Stated exercise: Write out the whole of the material exactly.

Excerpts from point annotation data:
******

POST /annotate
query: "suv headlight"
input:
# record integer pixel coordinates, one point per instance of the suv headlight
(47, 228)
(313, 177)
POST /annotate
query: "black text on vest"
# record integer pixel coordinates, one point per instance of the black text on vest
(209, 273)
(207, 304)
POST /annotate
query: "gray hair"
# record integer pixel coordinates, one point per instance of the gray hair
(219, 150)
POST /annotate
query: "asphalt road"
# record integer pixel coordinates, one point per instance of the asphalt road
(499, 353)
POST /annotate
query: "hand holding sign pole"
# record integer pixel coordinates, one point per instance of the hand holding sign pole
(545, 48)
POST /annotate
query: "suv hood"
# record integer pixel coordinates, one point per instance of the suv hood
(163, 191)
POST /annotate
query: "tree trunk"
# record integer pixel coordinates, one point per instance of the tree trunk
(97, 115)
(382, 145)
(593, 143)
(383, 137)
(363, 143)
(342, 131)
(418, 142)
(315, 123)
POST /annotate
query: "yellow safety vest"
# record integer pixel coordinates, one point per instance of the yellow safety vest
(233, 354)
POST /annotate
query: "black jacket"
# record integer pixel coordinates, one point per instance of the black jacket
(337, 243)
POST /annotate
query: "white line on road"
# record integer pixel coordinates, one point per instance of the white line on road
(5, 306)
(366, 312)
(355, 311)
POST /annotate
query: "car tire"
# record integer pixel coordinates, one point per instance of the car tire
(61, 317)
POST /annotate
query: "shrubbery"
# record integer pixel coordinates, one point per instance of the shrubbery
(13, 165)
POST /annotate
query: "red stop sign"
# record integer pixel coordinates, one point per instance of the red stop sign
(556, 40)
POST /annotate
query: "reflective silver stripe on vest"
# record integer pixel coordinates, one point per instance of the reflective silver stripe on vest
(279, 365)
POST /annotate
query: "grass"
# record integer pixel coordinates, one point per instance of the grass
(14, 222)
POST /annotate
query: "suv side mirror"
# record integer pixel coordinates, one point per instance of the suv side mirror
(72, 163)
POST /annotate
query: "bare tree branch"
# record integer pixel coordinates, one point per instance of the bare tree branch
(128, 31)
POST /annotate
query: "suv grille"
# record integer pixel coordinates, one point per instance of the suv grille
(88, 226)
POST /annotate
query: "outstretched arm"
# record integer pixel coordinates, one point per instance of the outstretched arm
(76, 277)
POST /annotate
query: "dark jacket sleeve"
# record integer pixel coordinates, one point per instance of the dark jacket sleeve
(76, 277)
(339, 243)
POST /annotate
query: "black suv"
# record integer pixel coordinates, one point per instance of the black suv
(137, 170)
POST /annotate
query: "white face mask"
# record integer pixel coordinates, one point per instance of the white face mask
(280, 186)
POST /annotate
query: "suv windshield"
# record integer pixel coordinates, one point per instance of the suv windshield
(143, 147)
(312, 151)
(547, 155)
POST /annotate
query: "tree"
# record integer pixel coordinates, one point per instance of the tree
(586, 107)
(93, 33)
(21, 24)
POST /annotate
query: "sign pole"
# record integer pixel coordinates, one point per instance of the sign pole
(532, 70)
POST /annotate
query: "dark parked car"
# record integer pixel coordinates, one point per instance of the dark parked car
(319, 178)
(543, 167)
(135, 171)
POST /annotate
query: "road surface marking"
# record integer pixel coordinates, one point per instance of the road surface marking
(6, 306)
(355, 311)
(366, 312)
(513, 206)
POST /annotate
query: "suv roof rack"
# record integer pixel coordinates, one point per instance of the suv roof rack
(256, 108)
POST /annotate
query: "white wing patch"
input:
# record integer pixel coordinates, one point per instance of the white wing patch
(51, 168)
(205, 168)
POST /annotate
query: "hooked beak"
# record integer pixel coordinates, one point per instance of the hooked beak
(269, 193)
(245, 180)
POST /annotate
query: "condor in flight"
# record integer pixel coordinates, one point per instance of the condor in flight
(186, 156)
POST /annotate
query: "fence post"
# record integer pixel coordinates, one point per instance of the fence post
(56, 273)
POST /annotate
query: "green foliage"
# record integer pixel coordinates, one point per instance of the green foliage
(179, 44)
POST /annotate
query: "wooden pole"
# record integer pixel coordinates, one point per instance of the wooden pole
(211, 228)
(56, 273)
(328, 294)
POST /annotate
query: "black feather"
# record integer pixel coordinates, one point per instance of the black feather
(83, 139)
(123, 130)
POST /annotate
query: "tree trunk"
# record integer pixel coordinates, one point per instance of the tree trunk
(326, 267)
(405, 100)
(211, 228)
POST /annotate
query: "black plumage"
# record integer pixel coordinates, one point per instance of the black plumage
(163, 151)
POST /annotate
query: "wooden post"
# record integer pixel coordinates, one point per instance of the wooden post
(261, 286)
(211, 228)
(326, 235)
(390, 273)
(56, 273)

******

Result:
POST /annotate
query: "suv headlight"
input:
# record integer pixel coordinates, one point per instance of the suv headlight
(47, 228)
(313, 177)
POST /annotate
query: "black text on vest"
# record integer pixel coordinates, one point per instance of the black text on vest
(209, 273)
(207, 304)
POST /annotate
query: "gray hair"
# record integer pixel coordinates, one point per instance of the gray hair
(219, 150)
POST /annotate
query: "asphalt road"
# record integer pixel coordinates, one point per instance of the asphalt road
(499, 353)
POST /annotate
query: "hand holding sign pole"
# record integer pixel coordinates, one point per instance of the hand holding sign pole
(545, 48)
POST /annotate
query: "suv hood"
# record integer pixel coordinates, one point per instance of the suv hood
(163, 191)
POST /annotate
query: "tree trunk"
# record integer pixel coordinates, one point per instance of the tree trunk
(97, 115)
(382, 145)
(593, 143)
(383, 137)
(363, 143)
(342, 131)
(418, 142)
(315, 123)
POST /annotate
query: "yellow safety vest"
# record integer pixel coordinates, one point per instance of the yellow safety vest
(233, 354)
POST /annotate
query: "black jacket"
# record integer pixel coordinates, one point per instance of the black jacket
(337, 243)
POST /annotate
query: "white line on road"
# record integer pixel coordinates, one point per instance of the white line on road
(5, 306)
(366, 312)
(355, 311)
POST /annotate
query: "car tire"
# record integer pixel coordinates, one point per instance of the car tire
(61, 317)
POST /annotate
query: "shrubbery"
# record integer pixel coordinates, one point per instance of the shrubbery
(13, 165)
POST /annotate
query: "red stop sign"
# record integer pixel coordinates, one point per instance of the red stop sign
(556, 40)
POST /annotate
query: "reflective silver stripe on vest"
# record integer pixel coordinates, one point per instance of the reflective silver stripe on vest
(279, 365)
POST /annotate
query: "grass"
# record integer pixel coordinates, one point per instance of the grass
(14, 222)
POST /annotate
query: "suv side mirror"
# record integer pixel coordinates, one point per instance of the suv side mirror
(72, 163)
POST /annotate
query: "bare tree branch"
# record integer pixel coordinates, one point per instance of the bare tree branch
(128, 31)
POST /annotate
query: "suv grille"
# record integer pixel coordinates, one point per instance of the suv grille
(88, 226)
POST /annotate
query: "outstretched arm"
# record integer pixel coordinates, one point per instance of the outstretched arm
(76, 277)
POST /annotate
query: "dark jacket sleeve"
# record integer pixel coordinates, one point per instance of the dark jacket sleeve
(76, 277)
(339, 243)
POST /annotate
query: "black suv"
# record integer pixel coordinates, one point per instance of the black suv
(137, 170)
POST /annotate
query: "white face mask"
# record integer pixel coordinates, one point per instance of the white face mask
(280, 186)
POST /annotate
query: "suv windshield"
# record integer pixel coordinates, one point per instance of the suv windshield
(143, 147)
(312, 151)
(547, 155)
POST /annotate
query: "tree"
# record integer pixel coordinates, one point per instance of the tree
(586, 107)
(93, 33)
(21, 24)
POST /annotate
query: "sign pole"
# record integer pixel coordinates, one point per instance of the sign pole
(532, 70)
POST /annotate
query: "dark parked car"
# record integer pixel coordinates, one point per instance of the dark parked car
(319, 178)
(543, 167)
(135, 171)
POST /annotate
query: "road surface marking"
# record integer pixel coordinates, one point per instance of the road surface marking
(6, 306)
(355, 311)
(366, 312)
(513, 206)
POST /annotate
query: "suv roof rack"
# record integer pixel coordinates, one point per instance of the suv roof rack
(256, 108)
POST /annotate
query: "white wing patch"
input:
# record integer pixel coordinates, one point per instance of the white wing patch
(51, 168)
(205, 168)
POST /annotate
query: "hooked beak"
# record integer pixel coordinates, one point per instance of the hooked beak
(269, 193)
(245, 180)
POST /annotate
query: "condor in flight"
# record integer pixel coordinates, one point per instance of the condor in flight
(186, 156)
POST /annotate
query: "fence post"
# record integer pixel coordinates, one point per instance of the fence post
(56, 273)
POST /annotate
query: "green foliage"
# record integer pixel coordinates, one point per instance of the green foliage
(179, 44)
POST /annotate
query: "wooden pole"
# record integer pixel coordinates, one point per instance of the wooden pole
(211, 228)
(56, 273)
(328, 294)
POST /annotate
query: "black feather"
# record integer pixel coordinates, one point per instance of the black feather
(83, 139)
(123, 130)
POST /annotate
query: "tree trunk"
# record integer pixel coordinates, one point per instance of the tree trunk
(326, 267)
(405, 100)
(211, 228)
POST /annotate
query: "black plumage"
# record integer pixel coordinates, one point per instance of the black plumage
(163, 151)
POST /annotate
query: "wooden post"
# record integer pixel coordinates, one point per instance of the wooden post
(261, 286)
(211, 228)
(326, 235)
(390, 273)
(56, 273)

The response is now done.